### INSTRUCTIONS FOR THE TASK
Copy out the rows below with "Respond with coordinates like:" swapped for "Give the box in this format:" in every place it occurs, keeping everything else unchanged.

=-=-=

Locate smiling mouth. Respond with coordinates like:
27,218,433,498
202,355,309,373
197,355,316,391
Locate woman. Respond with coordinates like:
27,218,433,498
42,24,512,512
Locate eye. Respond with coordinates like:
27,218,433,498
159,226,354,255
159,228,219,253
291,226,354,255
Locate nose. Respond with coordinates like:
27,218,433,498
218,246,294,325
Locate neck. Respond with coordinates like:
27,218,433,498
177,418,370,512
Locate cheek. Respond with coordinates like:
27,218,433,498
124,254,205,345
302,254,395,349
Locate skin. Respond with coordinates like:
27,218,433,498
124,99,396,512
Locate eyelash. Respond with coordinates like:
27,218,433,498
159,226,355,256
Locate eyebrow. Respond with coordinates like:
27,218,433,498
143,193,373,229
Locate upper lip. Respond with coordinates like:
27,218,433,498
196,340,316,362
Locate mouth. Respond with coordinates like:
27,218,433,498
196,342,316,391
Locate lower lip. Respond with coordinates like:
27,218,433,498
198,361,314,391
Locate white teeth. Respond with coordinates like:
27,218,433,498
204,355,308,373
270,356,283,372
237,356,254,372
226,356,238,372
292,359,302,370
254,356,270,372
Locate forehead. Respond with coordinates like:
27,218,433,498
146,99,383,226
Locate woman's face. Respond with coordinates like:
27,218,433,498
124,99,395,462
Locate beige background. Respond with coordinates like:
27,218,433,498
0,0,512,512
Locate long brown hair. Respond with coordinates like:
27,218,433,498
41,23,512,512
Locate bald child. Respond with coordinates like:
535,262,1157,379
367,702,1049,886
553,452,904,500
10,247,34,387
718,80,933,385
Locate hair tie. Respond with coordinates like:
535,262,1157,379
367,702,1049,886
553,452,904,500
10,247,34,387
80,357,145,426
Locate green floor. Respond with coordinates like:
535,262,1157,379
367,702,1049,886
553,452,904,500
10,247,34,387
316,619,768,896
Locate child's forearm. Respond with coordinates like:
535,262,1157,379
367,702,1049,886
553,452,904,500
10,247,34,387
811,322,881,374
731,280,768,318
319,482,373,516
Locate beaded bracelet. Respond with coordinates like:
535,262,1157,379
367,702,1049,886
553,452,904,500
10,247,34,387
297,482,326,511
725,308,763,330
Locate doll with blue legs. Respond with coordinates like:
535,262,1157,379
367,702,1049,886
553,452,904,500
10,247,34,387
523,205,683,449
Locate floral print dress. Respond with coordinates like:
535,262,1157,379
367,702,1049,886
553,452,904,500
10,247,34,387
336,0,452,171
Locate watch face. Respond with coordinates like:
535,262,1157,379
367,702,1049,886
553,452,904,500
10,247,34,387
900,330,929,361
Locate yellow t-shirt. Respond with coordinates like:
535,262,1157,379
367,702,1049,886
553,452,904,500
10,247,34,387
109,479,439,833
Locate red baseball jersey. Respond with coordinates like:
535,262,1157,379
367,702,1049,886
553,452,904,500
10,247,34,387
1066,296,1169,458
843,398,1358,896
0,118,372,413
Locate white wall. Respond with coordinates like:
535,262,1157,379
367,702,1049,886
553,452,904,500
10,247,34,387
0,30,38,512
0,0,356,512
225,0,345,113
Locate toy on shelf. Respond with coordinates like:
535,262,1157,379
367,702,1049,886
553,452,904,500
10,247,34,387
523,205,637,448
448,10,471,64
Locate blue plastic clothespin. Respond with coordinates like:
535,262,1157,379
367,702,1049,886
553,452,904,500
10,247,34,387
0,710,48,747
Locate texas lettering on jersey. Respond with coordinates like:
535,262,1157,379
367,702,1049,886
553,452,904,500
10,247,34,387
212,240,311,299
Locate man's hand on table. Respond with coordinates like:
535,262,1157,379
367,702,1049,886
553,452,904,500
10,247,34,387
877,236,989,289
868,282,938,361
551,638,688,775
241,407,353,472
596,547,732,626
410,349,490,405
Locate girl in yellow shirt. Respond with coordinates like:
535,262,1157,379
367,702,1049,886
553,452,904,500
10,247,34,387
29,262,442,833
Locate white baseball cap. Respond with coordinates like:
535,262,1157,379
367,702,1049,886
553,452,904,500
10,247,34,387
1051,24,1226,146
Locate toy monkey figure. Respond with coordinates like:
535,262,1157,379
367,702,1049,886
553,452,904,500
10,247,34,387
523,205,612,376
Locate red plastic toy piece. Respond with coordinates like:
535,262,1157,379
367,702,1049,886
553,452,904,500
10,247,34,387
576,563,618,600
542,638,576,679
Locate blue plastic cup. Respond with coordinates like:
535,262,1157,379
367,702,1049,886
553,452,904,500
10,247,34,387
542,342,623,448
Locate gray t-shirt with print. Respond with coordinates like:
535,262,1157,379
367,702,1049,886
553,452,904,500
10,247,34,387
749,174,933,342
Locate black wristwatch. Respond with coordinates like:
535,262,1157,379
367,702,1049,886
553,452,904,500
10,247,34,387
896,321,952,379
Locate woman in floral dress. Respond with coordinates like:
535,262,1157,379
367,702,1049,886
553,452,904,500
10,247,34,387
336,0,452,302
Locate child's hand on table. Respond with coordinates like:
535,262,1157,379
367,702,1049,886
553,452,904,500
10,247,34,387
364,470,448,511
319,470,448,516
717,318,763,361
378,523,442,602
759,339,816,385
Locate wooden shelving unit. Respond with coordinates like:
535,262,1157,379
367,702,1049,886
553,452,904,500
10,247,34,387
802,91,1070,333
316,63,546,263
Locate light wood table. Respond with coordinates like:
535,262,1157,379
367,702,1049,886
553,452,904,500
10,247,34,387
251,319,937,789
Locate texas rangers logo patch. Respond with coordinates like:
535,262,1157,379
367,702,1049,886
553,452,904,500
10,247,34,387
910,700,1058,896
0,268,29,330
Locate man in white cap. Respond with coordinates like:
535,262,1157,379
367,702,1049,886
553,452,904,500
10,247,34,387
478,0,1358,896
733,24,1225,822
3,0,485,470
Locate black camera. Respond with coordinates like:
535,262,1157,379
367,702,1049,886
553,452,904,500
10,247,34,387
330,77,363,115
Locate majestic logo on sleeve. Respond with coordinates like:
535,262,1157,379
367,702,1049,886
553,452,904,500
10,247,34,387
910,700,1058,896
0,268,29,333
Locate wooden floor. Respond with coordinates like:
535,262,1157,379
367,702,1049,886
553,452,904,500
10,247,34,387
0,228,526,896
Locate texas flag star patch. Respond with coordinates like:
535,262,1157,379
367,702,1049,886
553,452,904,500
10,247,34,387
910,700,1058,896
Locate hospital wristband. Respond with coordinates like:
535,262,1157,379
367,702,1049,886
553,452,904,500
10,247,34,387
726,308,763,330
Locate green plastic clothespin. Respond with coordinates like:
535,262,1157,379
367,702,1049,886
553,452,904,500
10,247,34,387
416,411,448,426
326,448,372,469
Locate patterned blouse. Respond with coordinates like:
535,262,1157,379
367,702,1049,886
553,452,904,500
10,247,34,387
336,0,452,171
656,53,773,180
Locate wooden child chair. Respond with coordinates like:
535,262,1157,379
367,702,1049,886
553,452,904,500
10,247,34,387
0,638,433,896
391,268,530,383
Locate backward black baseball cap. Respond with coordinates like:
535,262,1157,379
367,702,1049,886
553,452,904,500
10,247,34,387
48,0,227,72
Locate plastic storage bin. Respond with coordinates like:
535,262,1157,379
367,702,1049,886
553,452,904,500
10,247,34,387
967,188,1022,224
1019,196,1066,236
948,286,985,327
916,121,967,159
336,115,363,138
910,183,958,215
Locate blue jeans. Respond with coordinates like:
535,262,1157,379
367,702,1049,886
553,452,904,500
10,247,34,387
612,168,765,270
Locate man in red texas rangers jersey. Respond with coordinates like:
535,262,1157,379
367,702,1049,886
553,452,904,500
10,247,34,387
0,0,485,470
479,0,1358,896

=-=-=

### EXERCISE OUTPUT
Locate smiling mouth. Give the box in this format:
27,218,433,498
202,355,309,373
197,355,316,391
Locate woman. Give the box in this format:
27,218,433,498
42,24,512,512
Locate eye. Give the box in this format:
27,218,433,498
159,226,354,255
159,228,219,253
291,226,354,255
Locate nose. Give the box in this format:
27,218,433,498
218,246,294,325
Locate neck. Give the box in this format:
27,218,433,498
177,418,370,512
Locate cheek. Give the box in this format:
27,218,433,498
124,254,205,345
302,254,395,349
Locate skin. Give the box in this format:
27,218,433,498
124,99,396,512
Locate eyelash. Give the box in this format:
27,218,433,498
159,226,355,256
Locate eyebrow. Give the box in this format:
27,218,433,498
143,193,373,229
Locate upper lip. Give the box in this format:
27,218,433,498
196,340,316,362
Locate mouth. Give the box in this format:
27,218,433,498
196,342,316,391
Locate lower lip. Give the box in this format:
27,218,433,498
198,361,314,391
Locate white teeth. Give the box in this format:
27,218,433,498
204,355,308,373
270,356,283,372
237,356,254,372
226,356,238,372
292,359,302,370
254,356,270,372
Locate forehead. Give the box in this format:
27,218,433,498
146,99,383,226
Locate woman's face. Give the box in this format:
27,218,433,498
124,99,395,462
Locate beige background. Give the box in this format:
27,218,433,498
0,0,512,512
Locate long brown hair. Give the box in this format:
27,218,433,498
41,23,512,512
Locate bald child. Give the box in this format:
535,262,1157,379
367,702,1049,886
553,452,904,500
10,247,34,387
718,80,933,385
Locate hair tie. Give the box in this format:
535,262,1157,379
367,702,1049,886
553,452,904,500
10,247,34,387
80,357,145,426
Locate green floor. Give the box in this format:
535,262,1157,379
367,702,1049,886
553,452,904,500
10,247,34,387
316,619,768,896
Locate child's forearm. Give the box in this format:
535,262,1157,379
367,702,1049,886
553,452,904,500
10,247,34,387
811,322,881,374
731,280,768,318
319,482,373,516
Locate beaded bracelet. Give the box in this format:
535,262,1157,379
367,702,1049,886
553,452,904,500
10,247,34,387
297,482,326,511
725,308,763,330
Locate doll with blue legs. Give the box in this format:
535,262,1157,379
367,702,1049,886
553,452,904,500
10,247,34,387
523,205,683,449
Locate floral print dress. Give the box in this format:
535,262,1157,379
367,702,1049,886
553,452,904,500
10,247,34,387
336,0,452,171
Locate watch face. Give the box in this format:
535,262,1157,379
367,702,1049,886
553,452,904,500
10,247,34,387
900,330,929,361
Locate yellow t-shirt. Give the box in this format:
535,262,1157,379
367,702,1049,886
553,452,904,500
10,247,34,387
109,479,439,833
Locate red baseball jersey. Give the box in this format:
535,262,1157,379
367,702,1049,886
553,452,904,500
10,247,34,387
1066,296,1169,458
843,398,1358,896
0,118,372,413
Locate white wall. Give the box in this format:
535,262,1157,379
367,702,1049,886
553,452,904,500
10,247,34,387
0,30,38,512
0,0,356,512
225,0,345,113
Locate toy on shelf. Give the box in this format:
535,262,1157,379
367,702,1049,886
553,452,904,500
10,247,34,387
523,205,637,448
448,10,471,64
Locate blue plastic clothespin. Give the box in this format:
535,262,1157,379
367,702,1049,886
553,452,904,500
10,247,34,387
0,710,48,747
Locate texas lettering on jersey. Give the box in this format:
535,262,1157,379
367,702,1049,886
553,452,904,500
10,247,34,387
212,240,311,299
Locate man's hand on table. Give the box in this format:
535,262,1157,379
367,702,1049,886
553,452,904,500
10,247,34,387
877,236,989,289
868,282,938,361
551,638,688,775
241,407,353,472
596,547,732,626
410,349,490,405
Locate girl in yellow shirt. Give the box in this format:
535,262,1157,379
367,702,1049,886
553,452,904,500
10,247,34,387
29,262,442,833
Locate white baseball cap. Give the box in this format:
535,262,1157,379
367,702,1049,886
553,452,904,500
10,247,34,387
1051,24,1226,146
Locate toy monkey figure. Give the box in this format:
535,262,1157,379
367,702,1049,886
553,452,904,500
10,247,34,387
523,205,612,376
Locate red plastic toy piece. Give the box in this format:
535,262,1157,379
367,702,1049,886
553,452,904,500
10,247,34,387
576,563,618,600
542,638,576,679
Locate blue plastic cup. Give the box in this format:
535,262,1157,379
367,702,1049,886
553,452,904,500
10,247,34,387
542,342,623,448
Locate gray t-shirt with print. Give the box in this format:
535,262,1157,379
367,702,1049,886
553,452,904,500
10,247,34,387
749,174,933,342
Locate black wristwatch. Give the box in this format:
535,262,1157,379
367,702,1049,886
553,452,904,500
10,247,34,387
896,321,952,379
Locate woman in floral dress. Give the box in this format:
535,262,1157,379
367,702,1049,886
553,452,904,500
10,247,34,387
336,0,452,302
Locate child's hand on table. Give the box in this format:
535,262,1157,379
367,702,1049,886
553,452,904,500
10,247,34,387
364,470,448,511
319,470,448,516
717,318,763,361
378,523,442,602
759,339,816,385
Locate wooden shelving unit. Give the box in this format:
535,262,1157,379
367,702,1049,886
553,452,904,500
10,247,34,387
802,91,1070,333
316,63,546,263
Locate light wood table. Give the box in this format:
535,262,1157,379
367,702,1049,886
553,452,904,500
10,247,34,387
251,319,937,789
Locate texas rangers logo patch. Give the box in this format:
535,262,1157,379
367,702,1049,886
553,452,904,500
10,247,34,387
910,700,1058,896
0,268,29,330
Locate man in white cap. Give the box in this format:
535,262,1157,379
367,702,1049,886
553,452,904,500
10,247,34,387
478,0,1358,896
733,24,1225,822
3,0,485,470
Locate black camera. Give the box in this format:
535,262,1157,379
367,702,1049,886
553,452,904,500
10,247,34,387
330,77,363,115
Locate majestic logo on sleeve. Give the box in this format:
535,262,1157,379
367,702,1049,886
553,452,904,500
10,247,34,387
910,700,1058,896
0,268,29,333
Locate wooden floor. Give the box in this format:
535,262,1157,379
367,702,1049,886
553,452,904,500
10,247,34,387
0,228,526,896
Locate texas flag star patch. Give the box in this format:
535,262,1157,379
367,702,1049,886
553,452,904,500
10,247,34,387
910,700,1058,896
Locate hospital wristband. Give the box in this format:
535,262,1157,379
367,702,1049,886
553,452,904,500
10,247,34,387
726,308,763,330
Locate green plastic clothespin. Give the box in this format:
535,262,1157,379
367,702,1049,886
553,452,904,500
10,247,34,387
416,411,448,426
326,448,372,469
Locate patterned blouse. Give the box in this format:
535,262,1157,379
367,702,1049,886
553,452,904,500
10,247,34,387
336,0,452,171
656,53,773,180
Locate wooden child chair. Give the box in this format:
535,262,1157,379
367,702,1049,886
553,452,904,500
10,247,34,387
0,638,433,896
391,268,530,383
Locate backward black baseball cap. Give the box in this format:
535,262,1157,379
367,702,1049,886
553,452,904,500
10,247,34,387
48,0,227,72
Locate plastic storage bin. Give the box in this format:
535,262,1157,379
367,702,1049,886
553,452,904,500
10,247,34,387
967,188,1022,224
1019,196,1066,236
948,286,985,327
916,121,967,159
336,115,363,138
910,183,958,215
Locate blue jeans. Give the box in this format:
535,262,1157,379
367,702,1049,886
553,452,904,500
10,247,34,387
612,168,765,270
Locate man in red texas rangers jersey. Give the box in this format:
535,262,1157,379
367,702,1049,886
553,452,904,500
10,247,34,387
0,0,485,470
479,0,1358,896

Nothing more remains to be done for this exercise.